→ How to complete this task
Lines from the one containing "Target: red temple building" to the end of the entries below must be reproduced exactly, with both end lines kept and no other line added.

***

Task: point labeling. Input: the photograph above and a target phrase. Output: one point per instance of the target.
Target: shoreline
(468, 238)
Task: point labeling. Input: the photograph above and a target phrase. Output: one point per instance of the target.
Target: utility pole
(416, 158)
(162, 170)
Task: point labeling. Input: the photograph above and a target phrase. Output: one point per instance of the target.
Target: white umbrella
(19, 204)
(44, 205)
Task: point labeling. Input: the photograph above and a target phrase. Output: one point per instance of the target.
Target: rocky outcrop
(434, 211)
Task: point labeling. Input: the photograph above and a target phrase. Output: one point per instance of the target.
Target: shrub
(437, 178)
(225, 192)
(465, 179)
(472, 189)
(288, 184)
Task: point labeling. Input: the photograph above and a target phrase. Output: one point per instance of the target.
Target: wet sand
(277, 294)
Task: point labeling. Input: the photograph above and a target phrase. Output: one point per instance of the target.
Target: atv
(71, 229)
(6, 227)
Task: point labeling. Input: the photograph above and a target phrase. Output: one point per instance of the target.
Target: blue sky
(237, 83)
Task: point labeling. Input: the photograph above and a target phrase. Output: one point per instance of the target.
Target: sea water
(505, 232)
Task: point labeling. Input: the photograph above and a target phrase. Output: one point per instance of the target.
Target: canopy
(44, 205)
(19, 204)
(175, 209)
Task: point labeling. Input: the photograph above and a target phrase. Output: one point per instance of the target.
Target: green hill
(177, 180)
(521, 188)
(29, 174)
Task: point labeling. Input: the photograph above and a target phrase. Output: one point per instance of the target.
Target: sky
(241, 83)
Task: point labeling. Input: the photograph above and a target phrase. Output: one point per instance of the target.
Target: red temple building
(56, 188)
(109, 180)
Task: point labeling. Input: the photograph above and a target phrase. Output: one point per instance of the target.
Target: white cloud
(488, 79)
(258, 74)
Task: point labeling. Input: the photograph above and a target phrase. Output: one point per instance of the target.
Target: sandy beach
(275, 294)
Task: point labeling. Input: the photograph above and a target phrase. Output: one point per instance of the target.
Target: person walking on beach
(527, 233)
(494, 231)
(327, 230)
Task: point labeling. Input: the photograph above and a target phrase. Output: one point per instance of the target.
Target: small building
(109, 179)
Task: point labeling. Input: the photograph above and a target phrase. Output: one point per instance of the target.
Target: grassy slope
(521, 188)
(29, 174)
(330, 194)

***

→ Result for this task
Target: red temple building
(56, 188)
(109, 180)
Task: point labeling. Input: the photograph above and a target phrase. Output: one point per instance of the target.
Target: white cloud
(488, 79)
(258, 74)
Task: point labeling. Input: the photograph above and a target phrase. Output: one point per instance of the target.
Target: sandy beach
(275, 294)
Task: point labeling. Input: the photograph above and a target phrase. Output: one point per instance of the target.
Target: person walking on beach
(527, 233)
(494, 231)
(327, 230)
Task: point labeling. Input: the photograph above and a target phrase. Output: one point per instance of the target.
Target: small building
(109, 179)
Task: point labeling. Input: the photograph above and a target phrase. Output: one point per instance of the target.
Target: grassy slope
(521, 188)
(29, 174)
(330, 194)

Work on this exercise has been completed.